§ Goal:
Copy the lines that follow, keeping every character the same.

§ Listing:
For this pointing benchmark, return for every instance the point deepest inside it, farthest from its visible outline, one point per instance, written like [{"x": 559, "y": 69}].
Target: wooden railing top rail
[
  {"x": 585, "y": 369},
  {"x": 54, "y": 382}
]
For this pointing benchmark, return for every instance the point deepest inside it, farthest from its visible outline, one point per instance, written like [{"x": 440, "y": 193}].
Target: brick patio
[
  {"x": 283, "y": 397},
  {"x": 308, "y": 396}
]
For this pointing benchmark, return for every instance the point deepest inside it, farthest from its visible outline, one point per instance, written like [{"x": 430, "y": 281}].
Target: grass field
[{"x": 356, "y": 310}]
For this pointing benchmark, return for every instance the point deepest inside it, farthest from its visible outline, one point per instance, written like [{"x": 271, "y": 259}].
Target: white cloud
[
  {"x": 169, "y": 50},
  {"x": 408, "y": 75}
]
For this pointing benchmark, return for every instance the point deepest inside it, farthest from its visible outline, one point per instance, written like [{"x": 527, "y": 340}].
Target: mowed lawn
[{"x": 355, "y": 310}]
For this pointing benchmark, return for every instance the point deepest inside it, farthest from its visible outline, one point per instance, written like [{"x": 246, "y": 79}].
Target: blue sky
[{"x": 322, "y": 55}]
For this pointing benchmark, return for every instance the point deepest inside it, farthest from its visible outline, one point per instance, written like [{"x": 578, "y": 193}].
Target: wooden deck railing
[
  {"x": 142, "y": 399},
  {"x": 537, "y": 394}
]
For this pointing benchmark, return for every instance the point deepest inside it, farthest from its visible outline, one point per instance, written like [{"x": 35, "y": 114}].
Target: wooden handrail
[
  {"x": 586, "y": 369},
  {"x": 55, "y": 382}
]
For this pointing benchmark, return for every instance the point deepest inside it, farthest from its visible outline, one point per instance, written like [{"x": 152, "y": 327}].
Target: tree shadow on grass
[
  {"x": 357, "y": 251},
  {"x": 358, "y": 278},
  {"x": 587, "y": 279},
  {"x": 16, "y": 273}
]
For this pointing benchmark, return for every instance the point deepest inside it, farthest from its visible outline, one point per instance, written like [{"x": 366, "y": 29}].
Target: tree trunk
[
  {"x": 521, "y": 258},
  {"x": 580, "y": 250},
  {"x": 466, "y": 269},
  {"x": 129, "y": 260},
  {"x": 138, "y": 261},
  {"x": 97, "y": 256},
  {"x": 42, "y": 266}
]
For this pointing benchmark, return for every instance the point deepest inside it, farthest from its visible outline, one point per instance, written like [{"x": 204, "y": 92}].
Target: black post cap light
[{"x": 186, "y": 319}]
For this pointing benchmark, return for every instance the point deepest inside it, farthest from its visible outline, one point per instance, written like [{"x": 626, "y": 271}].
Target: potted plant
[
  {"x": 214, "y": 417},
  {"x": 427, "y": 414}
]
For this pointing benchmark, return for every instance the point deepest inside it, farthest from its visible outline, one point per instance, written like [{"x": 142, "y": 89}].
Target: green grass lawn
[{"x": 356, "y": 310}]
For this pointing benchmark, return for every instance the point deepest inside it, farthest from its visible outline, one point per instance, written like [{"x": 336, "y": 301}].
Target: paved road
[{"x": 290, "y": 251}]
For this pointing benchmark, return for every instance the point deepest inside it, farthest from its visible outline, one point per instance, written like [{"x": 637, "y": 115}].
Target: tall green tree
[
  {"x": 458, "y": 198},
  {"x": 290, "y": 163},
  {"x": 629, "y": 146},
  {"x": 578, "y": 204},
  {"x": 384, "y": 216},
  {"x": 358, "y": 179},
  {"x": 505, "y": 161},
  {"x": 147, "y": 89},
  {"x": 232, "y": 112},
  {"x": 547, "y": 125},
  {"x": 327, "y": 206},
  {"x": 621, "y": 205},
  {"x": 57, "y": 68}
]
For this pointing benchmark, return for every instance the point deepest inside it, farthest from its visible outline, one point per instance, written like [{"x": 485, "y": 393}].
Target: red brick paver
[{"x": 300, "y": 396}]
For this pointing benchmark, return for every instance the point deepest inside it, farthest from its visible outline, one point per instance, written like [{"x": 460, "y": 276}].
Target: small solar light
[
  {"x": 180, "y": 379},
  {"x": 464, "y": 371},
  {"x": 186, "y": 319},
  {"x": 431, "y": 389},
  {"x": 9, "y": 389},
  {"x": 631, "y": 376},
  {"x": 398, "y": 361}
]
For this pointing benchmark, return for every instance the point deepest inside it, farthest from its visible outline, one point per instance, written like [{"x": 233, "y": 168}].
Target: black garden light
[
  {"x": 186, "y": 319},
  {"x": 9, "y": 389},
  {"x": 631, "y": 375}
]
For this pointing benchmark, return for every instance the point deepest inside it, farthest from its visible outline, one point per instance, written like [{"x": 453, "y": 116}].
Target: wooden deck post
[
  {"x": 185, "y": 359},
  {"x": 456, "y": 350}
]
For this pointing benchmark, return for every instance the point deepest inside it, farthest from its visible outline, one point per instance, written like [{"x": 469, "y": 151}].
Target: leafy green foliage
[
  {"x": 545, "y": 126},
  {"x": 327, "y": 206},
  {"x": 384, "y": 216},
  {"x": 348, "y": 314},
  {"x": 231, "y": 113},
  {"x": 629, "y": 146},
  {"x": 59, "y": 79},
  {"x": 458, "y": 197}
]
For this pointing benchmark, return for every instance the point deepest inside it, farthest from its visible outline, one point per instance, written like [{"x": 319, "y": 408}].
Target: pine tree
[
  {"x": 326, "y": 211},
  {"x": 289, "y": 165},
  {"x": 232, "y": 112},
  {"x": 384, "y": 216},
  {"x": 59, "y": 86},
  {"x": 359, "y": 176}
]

§ Reply:
For this pointing benchmark, return for every instance the point deepest inside it, farthest from its visible outline, one point per instance, written like [{"x": 559, "y": 69}].
Target: wooden railing top rail
[
  {"x": 585, "y": 369},
  {"x": 54, "y": 382}
]
For this pointing benchmark, return for every instance the point deepest inside it, farthest from its visible outline, one point per instance, written like [{"x": 440, "y": 193}].
Target: brick patio
[
  {"x": 283, "y": 397},
  {"x": 308, "y": 396}
]
For this pointing benchmark, return for every instance the point deepest inside it, farthest from its visible outline, one point per instance, written like [{"x": 430, "y": 281}].
Target: grass field
[{"x": 356, "y": 310}]
For this pointing benchmark, return for every instance the point deepest inside it, farthest from its visible outline, one point per instance, written like [{"x": 271, "y": 259}].
Target: white cloud
[
  {"x": 169, "y": 50},
  {"x": 408, "y": 75}
]
For this pointing benchmark, return for every instance the point deepest inside it, farthest from its visible outline, one point per instance, written like [{"x": 527, "y": 340}].
Target: mowed lawn
[{"x": 355, "y": 310}]
For this pointing benchmark, return for every instance the point deepest inside it, farthest from its visible outline, one point per instance, written like [{"x": 246, "y": 79}].
Target: blue sky
[{"x": 322, "y": 55}]
For this pointing benchmark, return for every instance the point deepest inside it, farthest from its visible outline, one point per instance, written like [{"x": 578, "y": 193}].
Target: wooden deck railing
[
  {"x": 142, "y": 399},
  {"x": 537, "y": 394}
]
For this pointing benchmark, return for every instance the point deepest inside it, farthest from its visible outline, one point per instance, written like [{"x": 35, "y": 114}].
Target: wooden handrail
[
  {"x": 586, "y": 369},
  {"x": 55, "y": 382}
]
For this pointing benchmark, return for every instance the point deepest inside it, farthest from its visible outline, one point per instance, written like [{"x": 152, "y": 327}].
Target: tree shadow on grass
[
  {"x": 357, "y": 251},
  {"x": 358, "y": 278},
  {"x": 587, "y": 279},
  {"x": 16, "y": 273}
]
For this pointing benchmark, return for every instance the point deepest inside it, farthest from its visible outline, one point per instance, written like [{"x": 366, "y": 29}].
Target: tree trunk
[
  {"x": 521, "y": 258},
  {"x": 580, "y": 250},
  {"x": 466, "y": 269},
  {"x": 129, "y": 260},
  {"x": 138, "y": 261},
  {"x": 97, "y": 256},
  {"x": 42, "y": 266}
]
For this pointing benchmark, return for every instance the point deepest inside it, farthest from its visible outline, one point per instance, written like [{"x": 204, "y": 92}].
Target: black post cap light
[{"x": 186, "y": 319}]
For this pointing benchmark, return for every instance the point deepest inside it, farthest from its visible outline, one point per instance, written like [{"x": 626, "y": 271}].
Target: potted plant
[
  {"x": 214, "y": 417},
  {"x": 427, "y": 414}
]
For this pointing benchmark, return for every instance the point deepest inside it, farthest from its visible outline, one point per instance, written like [{"x": 142, "y": 89}].
Target: green grass lawn
[{"x": 356, "y": 310}]
For this pointing benchmark, return for every instance the point deepest inside it, farthest from its visible outline, one point per instance, written like [{"x": 336, "y": 301}].
Target: paved road
[{"x": 290, "y": 251}]
For this pointing benchmark, return for every instance the point deepest inside it, farthest from its visible outline, one point per instance, written like [{"x": 637, "y": 115}].
Target: tall green tree
[
  {"x": 458, "y": 198},
  {"x": 290, "y": 163},
  {"x": 629, "y": 146},
  {"x": 578, "y": 204},
  {"x": 384, "y": 216},
  {"x": 358, "y": 179},
  {"x": 505, "y": 161},
  {"x": 147, "y": 89},
  {"x": 232, "y": 112},
  {"x": 547, "y": 125},
  {"x": 327, "y": 206},
  {"x": 621, "y": 205},
  {"x": 57, "y": 68}
]
For this pointing benchmark, return for every instance the point deepest inside it, farthest from its visible outline, one point per instance, written like [{"x": 485, "y": 393}].
Target: red brick paver
[{"x": 300, "y": 396}]
For this pointing benchmark, return for every instance the point deepest inside it, farthest from its visible outline, one point per instance, written like [{"x": 460, "y": 276}].
Target: small solar light
[
  {"x": 180, "y": 379},
  {"x": 464, "y": 371},
  {"x": 186, "y": 319},
  {"x": 431, "y": 389},
  {"x": 9, "y": 389},
  {"x": 631, "y": 376},
  {"x": 398, "y": 361}
]
For this pointing benchmark, return for every instance the point deepest inside it, farthest from its visible outline, one point per instance, written like [{"x": 233, "y": 168}].
Target: black garden light
[
  {"x": 186, "y": 319},
  {"x": 9, "y": 389},
  {"x": 631, "y": 375}
]
For this pointing benchmark, return for every instance the point deepest inside it, farthest from its visible outline, one point per instance, written like [{"x": 453, "y": 116}].
Target: wooden deck post
[
  {"x": 185, "y": 359},
  {"x": 456, "y": 350}
]
For this pointing benchmark, return for every instance the point deepest inside it, farthest from its visible outline, one point per instance, written like [{"x": 469, "y": 151}].
Target: leafy green foliage
[
  {"x": 545, "y": 126},
  {"x": 327, "y": 206},
  {"x": 384, "y": 216},
  {"x": 348, "y": 314},
  {"x": 231, "y": 113},
  {"x": 629, "y": 146},
  {"x": 59, "y": 79},
  {"x": 458, "y": 197}
]
For this pointing benchmark, return for every instance the point deepest inside it, farthest from its visible outline, one point per instance, written like [{"x": 319, "y": 408}].
Target: pine tree
[
  {"x": 326, "y": 211},
  {"x": 289, "y": 165},
  {"x": 232, "y": 112},
  {"x": 384, "y": 216},
  {"x": 59, "y": 86},
  {"x": 359, "y": 176}
]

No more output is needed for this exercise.